→ **Directive**: Copy all of the material below, line by line, without changing anything.
..............................
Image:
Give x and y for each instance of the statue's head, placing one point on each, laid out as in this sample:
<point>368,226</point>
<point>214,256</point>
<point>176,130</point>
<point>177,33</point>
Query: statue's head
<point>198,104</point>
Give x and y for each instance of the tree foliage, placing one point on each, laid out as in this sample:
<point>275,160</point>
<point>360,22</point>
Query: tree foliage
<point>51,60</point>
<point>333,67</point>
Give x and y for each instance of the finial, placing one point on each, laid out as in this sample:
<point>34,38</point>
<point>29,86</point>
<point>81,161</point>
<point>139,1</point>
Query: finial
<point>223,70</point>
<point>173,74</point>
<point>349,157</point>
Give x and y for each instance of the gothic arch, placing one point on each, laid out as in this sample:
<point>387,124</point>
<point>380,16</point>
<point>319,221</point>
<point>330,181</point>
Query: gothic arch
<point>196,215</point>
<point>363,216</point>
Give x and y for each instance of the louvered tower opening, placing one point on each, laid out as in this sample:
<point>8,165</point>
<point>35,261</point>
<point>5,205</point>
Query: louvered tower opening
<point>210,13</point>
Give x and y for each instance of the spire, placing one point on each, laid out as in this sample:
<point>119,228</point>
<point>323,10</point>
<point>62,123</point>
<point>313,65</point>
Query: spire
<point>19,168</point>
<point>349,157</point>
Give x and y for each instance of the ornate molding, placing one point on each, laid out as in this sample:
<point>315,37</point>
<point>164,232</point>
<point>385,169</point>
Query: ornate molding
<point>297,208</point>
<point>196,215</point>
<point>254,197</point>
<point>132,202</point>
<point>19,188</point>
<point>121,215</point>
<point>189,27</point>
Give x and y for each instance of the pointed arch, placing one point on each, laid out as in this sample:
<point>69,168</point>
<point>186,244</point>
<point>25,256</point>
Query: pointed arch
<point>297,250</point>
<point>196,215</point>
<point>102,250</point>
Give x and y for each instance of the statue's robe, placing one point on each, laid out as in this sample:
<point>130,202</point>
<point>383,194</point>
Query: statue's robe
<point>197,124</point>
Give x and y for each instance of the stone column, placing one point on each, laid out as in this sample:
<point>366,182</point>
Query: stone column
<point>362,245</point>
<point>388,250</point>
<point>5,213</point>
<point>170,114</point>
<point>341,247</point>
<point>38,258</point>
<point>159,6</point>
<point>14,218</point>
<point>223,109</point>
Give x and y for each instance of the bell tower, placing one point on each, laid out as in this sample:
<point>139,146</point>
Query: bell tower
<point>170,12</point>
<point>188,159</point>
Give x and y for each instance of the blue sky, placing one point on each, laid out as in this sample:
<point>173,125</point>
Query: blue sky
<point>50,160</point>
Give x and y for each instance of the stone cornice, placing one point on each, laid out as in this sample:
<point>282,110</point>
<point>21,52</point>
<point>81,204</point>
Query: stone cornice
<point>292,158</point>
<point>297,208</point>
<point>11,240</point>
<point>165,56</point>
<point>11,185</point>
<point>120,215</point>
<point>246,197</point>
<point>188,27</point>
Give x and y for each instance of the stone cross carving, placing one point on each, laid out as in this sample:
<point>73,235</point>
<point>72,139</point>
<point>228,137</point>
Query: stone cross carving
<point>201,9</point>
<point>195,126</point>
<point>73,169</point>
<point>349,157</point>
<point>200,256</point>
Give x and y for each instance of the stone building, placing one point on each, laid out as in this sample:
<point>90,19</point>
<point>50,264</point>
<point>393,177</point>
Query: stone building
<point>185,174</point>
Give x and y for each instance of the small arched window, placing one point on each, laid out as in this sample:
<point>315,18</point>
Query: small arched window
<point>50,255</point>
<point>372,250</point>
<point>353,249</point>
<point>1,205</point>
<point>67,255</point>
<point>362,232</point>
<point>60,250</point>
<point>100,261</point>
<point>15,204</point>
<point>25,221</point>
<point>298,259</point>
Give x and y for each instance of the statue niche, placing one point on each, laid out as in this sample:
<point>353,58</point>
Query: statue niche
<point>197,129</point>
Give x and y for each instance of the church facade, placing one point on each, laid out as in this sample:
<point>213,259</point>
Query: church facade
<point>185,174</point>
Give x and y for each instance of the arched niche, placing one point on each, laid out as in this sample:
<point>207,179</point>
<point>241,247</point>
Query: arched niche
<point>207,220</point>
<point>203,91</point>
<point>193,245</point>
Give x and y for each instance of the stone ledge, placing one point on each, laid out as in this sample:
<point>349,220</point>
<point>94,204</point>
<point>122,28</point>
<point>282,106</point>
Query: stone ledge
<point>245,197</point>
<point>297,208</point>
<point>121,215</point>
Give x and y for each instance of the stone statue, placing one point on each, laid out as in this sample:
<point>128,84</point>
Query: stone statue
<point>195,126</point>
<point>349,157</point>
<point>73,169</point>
..............................
→ **Answer to the exercise**:
Image:
Give x and y for each instance of the statue's head, placing one point on each, laid out as in this sample:
<point>368,226</point>
<point>214,256</point>
<point>176,130</point>
<point>177,33</point>
Query: statue's head
<point>198,104</point>
Give x and y for each instance of the tree foliage, placing one point on each, laid out as in this sample:
<point>275,160</point>
<point>360,22</point>
Query: tree foliage
<point>51,60</point>
<point>333,67</point>
Give x and y for each instance of the finial, placing one point on each, laid out as in this sample:
<point>34,38</point>
<point>29,86</point>
<point>81,161</point>
<point>139,1</point>
Query: finial
<point>223,70</point>
<point>173,74</point>
<point>349,157</point>
Give x and y for each instance of the gothic arch, placing one point on each, laid out as in this sample:
<point>387,124</point>
<point>380,16</point>
<point>319,221</point>
<point>330,181</point>
Query: gothic arch
<point>196,215</point>
<point>363,216</point>
Give x and y for each instance of the louvered tower opening, placing one point on each, laid out as in this sample:
<point>8,165</point>
<point>35,261</point>
<point>5,205</point>
Query: louvered tower opening
<point>210,13</point>
Give x and y for each instance of the spire, placing one point on each, laid out as in this sample:
<point>119,228</point>
<point>323,10</point>
<point>62,123</point>
<point>313,65</point>
Query: spire
<point>19,168</point>
<point>349,157</point>
Give x and y for each instance of the ornate molding, placing one point on each, laid out as in this sample:
<point>315,37</point>
<point>164,232</point>
<point>385,169</point>
Query: ornate molding
<point>297,208</point>
<point>196,215</point>
<point>254,197</point>
<point>132,202</point>
<point>19,188</point>
<point>121,215</point>
<point>189,27</point>
Give x and y for each instance of the pointed arch, placing one point on each, laid out as in this sample:
<point>69,168</point>
<point>186,244</point>
<point>25,256</point>
Query: pointed arch
<point>297,250</point>
<point>196,215</point>
<point>102,250</point>
Give x and y for each instance of the statue's robe, placing one point on each, laid out as in this sample:
<point>130,202</point>
<point>383,194</point>
Query: statue's robe
<point>197,124</point>
Give x and y for each instance of the stone column, placing one point on each, laid out as in this sample:
<point>366,182</point>
Query: stone column
<point>362,245</point>
<point>388,250</point>
<point>5,213</point>
<point>170,114</point>
<point>341,247</point>
<point>38,258</point>
<point>159,6</point>
<point>14,218</point>
<point>223,109</point>
Give x and y for each instance of the bell tower, placing one point on each, laid out as in this sample:
<point>139,146</point>
Query: bell tower
<point>170,12</point>
<point>188,159</point>
Give x and y for each instance of the blue sky, placing one point on each, laid out as in this sample:
<point>173,125</point>
Query: blue sky
<point>50,160</point>
Give x and y for each instance of the stone cornice, placing one point on each, laid out as in this sample:
<point>282,110</point>
<point>21,52</point>
<point>81,204</point>
Query: stone cornice
<point>292,158</point>
<point>297,208</point>
<point>11,240</point>
<point>165,56</point>
<point>11,185</point>
<point>120,215</point>
<point>246,197</point>
<point>188,27</point>
Give x and y for each instance of the stone cross carving, placing one point on each, laid out as in this sample:
<point>73,235</point>
<point>72,139</point>
<point>228,137</point>
Query: stone cross carving
<point>201,9</point>
<point>195,126</point>
<point>73,169</point>
<point>349,157</point>
<point>200,256</point>
Give x and y for each instance of the stone building, placing one point on each, laid out as in this sample:
<point>90,19</point>
<point>50,264</point>
<point>393,177</point>
Query: stone building
<point>185,174</point>
Give x and y for each instance of the small arched window, placing one point on each, laid out as in this sample:
<point>315,18</point>
Query: small arched window
<point>50,255</point>
<point>372,250</point>
<point>353,249</point>
<point>1,205</point>
<point>67,255</point>
<point>362,232</point>
<point>60,250</point>
<point>100,261</point>
<point>15,204</point>
<point>25,221</point>
<point>298,259</point>
Give x and y for each instance of the statue niche, placing one point on each, laid out as in this sample:
<point>353,58</point>
Query: statue niche
<point>197,129</point>
Give x and y for each instance of the church facade, placing one point on each, laid out as in this sample:
<point>213,259</point>
Query: church facade
<point>185,174</point>
Give x and y for each instance of the arched niche, placing one point on each, laid out as in this sample:
<point>207,179</point>
<point>241,247</point>
Query: arched niche
<point>207,220</point>
<point>203,91</point>
<point>193,245</point>
Give x and y for each instance of the stone ledge, placing one point on each, laid out as in this sample:
<point>349,220</point>
<point>94,204</point>
<point>122,28</point>
<point>282,106</point>
Query: stone ledge
<point>245,197</point>
<point>297,208</point>
<point>121,215</point>
Give x and y for each instance of the stone statue, placing one point on each, laid out as in this sample:
<point>128,84</point>
Query: stone statue
<point>195,126</point>
<point>349,157</point>
<point>73,169</point>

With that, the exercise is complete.